> [Aim of the exercise]: The answer is one number. Say how many lines in the entries below include the word "coastal".

> [Input material]:
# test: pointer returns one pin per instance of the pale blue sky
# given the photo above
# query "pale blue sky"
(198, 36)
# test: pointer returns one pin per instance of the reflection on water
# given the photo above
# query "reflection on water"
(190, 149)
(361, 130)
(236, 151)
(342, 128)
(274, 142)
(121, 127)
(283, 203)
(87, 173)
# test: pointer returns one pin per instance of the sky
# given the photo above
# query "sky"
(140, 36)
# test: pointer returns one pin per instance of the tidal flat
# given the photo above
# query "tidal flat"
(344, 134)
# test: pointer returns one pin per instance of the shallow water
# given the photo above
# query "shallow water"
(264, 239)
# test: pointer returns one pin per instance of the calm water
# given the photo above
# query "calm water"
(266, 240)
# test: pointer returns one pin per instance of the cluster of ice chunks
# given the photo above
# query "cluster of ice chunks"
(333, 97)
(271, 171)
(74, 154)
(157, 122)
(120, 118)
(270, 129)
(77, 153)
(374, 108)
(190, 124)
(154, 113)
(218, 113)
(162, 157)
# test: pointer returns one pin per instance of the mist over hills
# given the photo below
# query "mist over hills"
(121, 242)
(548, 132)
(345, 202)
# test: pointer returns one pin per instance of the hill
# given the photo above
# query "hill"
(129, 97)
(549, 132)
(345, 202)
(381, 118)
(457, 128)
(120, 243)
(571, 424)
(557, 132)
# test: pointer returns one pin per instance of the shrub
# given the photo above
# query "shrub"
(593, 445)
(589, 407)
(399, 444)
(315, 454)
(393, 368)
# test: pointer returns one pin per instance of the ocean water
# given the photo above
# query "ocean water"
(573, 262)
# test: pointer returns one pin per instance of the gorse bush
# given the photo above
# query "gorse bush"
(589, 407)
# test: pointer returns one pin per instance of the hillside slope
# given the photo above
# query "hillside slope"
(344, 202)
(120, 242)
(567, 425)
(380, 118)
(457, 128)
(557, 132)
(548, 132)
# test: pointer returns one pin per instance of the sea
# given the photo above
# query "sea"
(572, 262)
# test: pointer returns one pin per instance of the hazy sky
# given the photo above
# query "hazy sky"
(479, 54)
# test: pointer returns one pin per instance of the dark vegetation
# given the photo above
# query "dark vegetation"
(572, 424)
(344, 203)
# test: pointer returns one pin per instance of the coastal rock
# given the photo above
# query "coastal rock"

> [Task response]: 2